Could you restate the entries below word for word?
━━━━━━━━━━━━━━━━
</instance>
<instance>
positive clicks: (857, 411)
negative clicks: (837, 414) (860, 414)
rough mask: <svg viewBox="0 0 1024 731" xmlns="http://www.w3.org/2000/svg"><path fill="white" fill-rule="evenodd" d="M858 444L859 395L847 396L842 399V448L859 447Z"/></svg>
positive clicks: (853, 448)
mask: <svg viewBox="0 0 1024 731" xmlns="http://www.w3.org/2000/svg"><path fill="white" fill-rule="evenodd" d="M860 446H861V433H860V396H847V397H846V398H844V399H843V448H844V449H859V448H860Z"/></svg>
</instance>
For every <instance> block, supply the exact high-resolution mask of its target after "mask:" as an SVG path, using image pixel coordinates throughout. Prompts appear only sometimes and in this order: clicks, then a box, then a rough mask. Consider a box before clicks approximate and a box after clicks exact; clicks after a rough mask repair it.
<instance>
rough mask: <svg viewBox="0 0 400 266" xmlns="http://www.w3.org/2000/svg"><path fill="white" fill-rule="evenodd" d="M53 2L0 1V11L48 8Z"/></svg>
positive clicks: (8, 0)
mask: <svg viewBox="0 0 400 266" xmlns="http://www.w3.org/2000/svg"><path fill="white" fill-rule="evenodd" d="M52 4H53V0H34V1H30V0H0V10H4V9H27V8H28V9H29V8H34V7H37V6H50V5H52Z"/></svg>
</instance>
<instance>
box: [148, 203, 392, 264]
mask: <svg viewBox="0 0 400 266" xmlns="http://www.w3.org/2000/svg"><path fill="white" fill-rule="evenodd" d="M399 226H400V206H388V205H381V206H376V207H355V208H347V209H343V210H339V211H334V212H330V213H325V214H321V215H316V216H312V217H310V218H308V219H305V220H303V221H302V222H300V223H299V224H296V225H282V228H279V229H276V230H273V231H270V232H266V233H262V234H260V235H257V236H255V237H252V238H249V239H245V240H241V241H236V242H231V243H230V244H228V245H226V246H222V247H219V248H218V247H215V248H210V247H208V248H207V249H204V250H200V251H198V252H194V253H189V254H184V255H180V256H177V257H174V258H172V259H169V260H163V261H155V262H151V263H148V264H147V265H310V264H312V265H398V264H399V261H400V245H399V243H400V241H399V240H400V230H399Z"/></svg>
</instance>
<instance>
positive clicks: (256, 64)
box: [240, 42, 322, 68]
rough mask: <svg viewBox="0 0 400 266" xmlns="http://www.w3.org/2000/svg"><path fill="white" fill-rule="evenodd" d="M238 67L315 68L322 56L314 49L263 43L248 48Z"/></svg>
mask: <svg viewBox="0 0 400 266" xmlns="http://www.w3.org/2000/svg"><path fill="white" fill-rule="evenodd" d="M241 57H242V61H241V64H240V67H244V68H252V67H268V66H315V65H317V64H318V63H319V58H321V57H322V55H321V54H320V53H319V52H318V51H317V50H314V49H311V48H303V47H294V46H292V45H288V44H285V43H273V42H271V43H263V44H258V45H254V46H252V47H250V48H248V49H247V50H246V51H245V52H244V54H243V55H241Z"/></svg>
━━━━━━━━━━━━━━━━
■ **Exercise solution**:
</instance>
<instance>
positive clicks: (857, 411)
negative clicks: (837, 414) (860, 414)
rough mask: <svg viewBox="0 0 1024 731" xmlns="http://www.w3.org/2000/svg"><path fill="white" fill-rule="evenodd" d="M858 444L859 395L847 396L842 399V448L859 447Z"/></svg>
positive clicks: (853, 448)
mask: <svg viewBox="0 0 1024 731" xmlns="http://www.w3.org/2000/svg"><path fill="white" fill-rule="evenodd" d="M860 446H861V433H860V396H847V397H846V398H844V399H843V448H844V449H859V448H860Z"/></svg>
</instance>
For every <instance> block, supply the exact high-resolution mask of its target after "mask:" as an SVG path, using image pixel coordinates throughout. Prompts appear only sometimes and in this order: clicks, then a box, then a rough mask. Consider a box before clicks approximate and a box after clicks exact; clicks after a rough mask repair it.
<instance>
rough mask: <svg viewBox="0 0 400 266" xmlns="http://www.w3.org/2000/svg"><path fill="white" fill-rule="evenodd" d="M53 2L0 1V11L48 8Z"/></svg>
positive clicks: (8, 0)
mask: <svg viewBox="0 0 400 266" xmlns="http://www.w3.org/2000/svg"><path fill="white" fill-rule="evenodd" d="M52 4H53V0H34V1H30V0H0V10H4V9H27V8H28V9H29V8H34V7H37V6H50V5H52Z"/></svg>
</instance>
<instance>
box: [148, 203, 392, 264]
mask: <svg viewBox="0 0 400 266" xmlns="http://www.w3.org/2000/svg"><path fill="white" fill-rule="evenodd" d="M399 226H400V206H388V205H381V206H376V207H355V208H347V209H343V210H339V211H334V212H330V213H325V214H321V215H316V216H312V217H310V218H308V219H305V220H303V221H302V222H300V223H299V224H296V225H282V228H279V229H276V230H273V231H270V232H266V233H262V234H260V235H257V236H255V237H252V238H249V239H245V240H241V241H236V242H231V243H230V244H228V245H226V246H222V247H219V248H218V247H215V248H210V247H208V248H207V249H204V250H200V251H198V252H194V253H189V254H184V255H180V256H177V257H174V258H172V259H169V260H163V261H155V262H151V263H148V264H147V265H310V264H312V265H398V264H399V261H400V245H399V243H400V241H399V240H400V230H399Z"/></svg>
</instance>
<instance>
positive clicks: (256, 64)
box: [240, 42, 322, 68]
rough mask: <svg viewBox="0 0 400 266" xmlns="http://www.w3.org/2000/svg"><path fill="white" fill-rule="evenodd" d="M238 67L315 68L322 56L314 49L263 43L248 48Z"/></svg>
mask: <svg viewBox="0 0 400 266" xmlns="http://www.w3.org/2000/svg"><path fill="white" fill-rule="evenodd" d="M241 57H242V61H241V64H240V67H244V68H252V67H268V66H315V65H317V64H318V63H319V58H321V57H322V55H321V54H320V53H319V52H318V51H317V50H314V49H311V48H303V47H294V46H292V45H288V44H285V43H273V42H271V43H263V44H258V45H254V46H252V47H250V48H248V49H247V50H246V51H245V52H244V54H243V55H241Z"/></svg>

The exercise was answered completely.